- **SHORT PROBLEM**
Pull out every row below that contains the word "halved" and copy each one in full.

- **Photo-based point labeling data**
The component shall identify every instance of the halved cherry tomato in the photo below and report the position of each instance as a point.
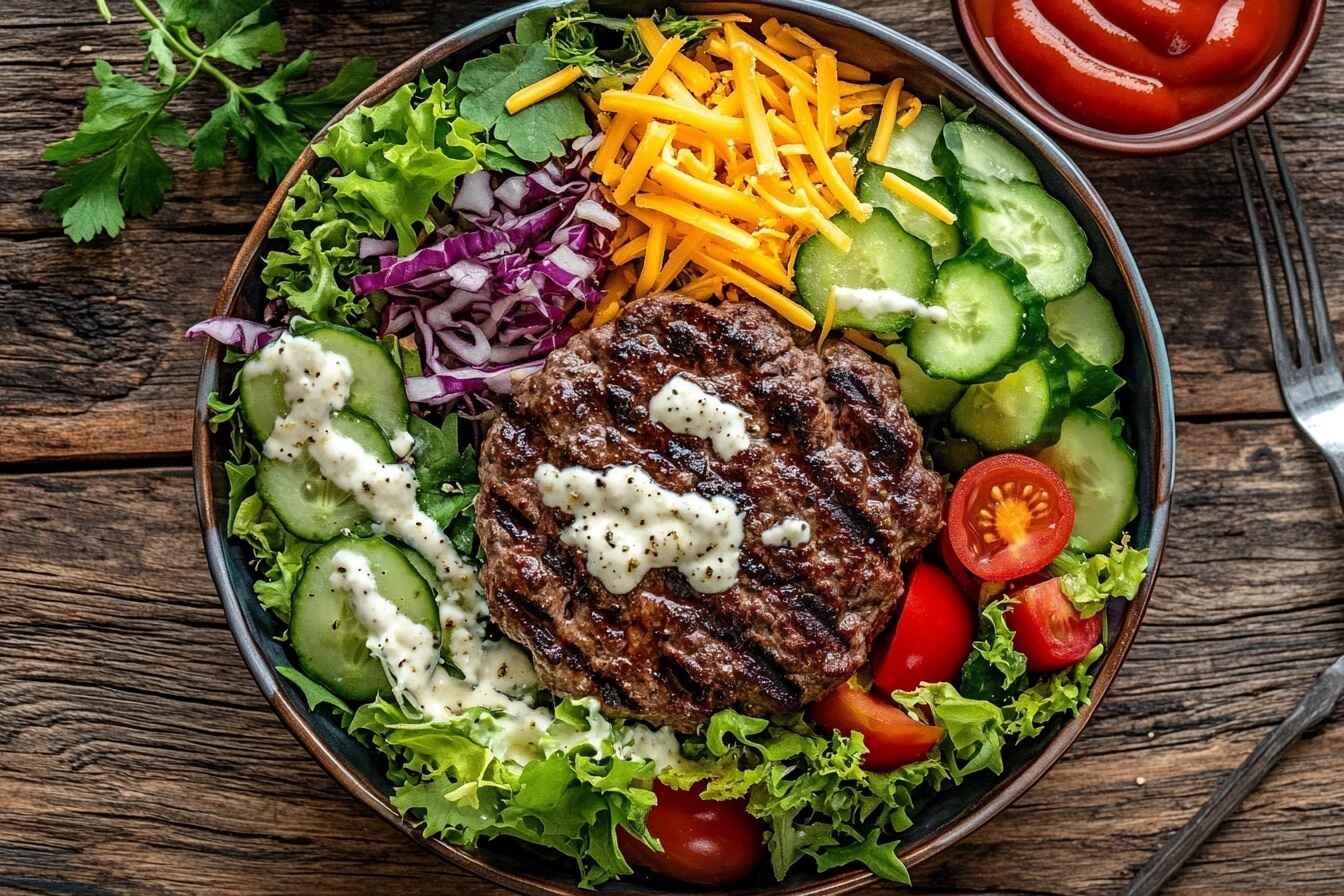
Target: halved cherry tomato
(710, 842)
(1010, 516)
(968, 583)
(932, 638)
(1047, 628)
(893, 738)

- **FINAL RESULT**
The component shall identify every instance of the halved cherry tomato in the photo below and report the position of each instance as a point.
Target: halved cherry tomato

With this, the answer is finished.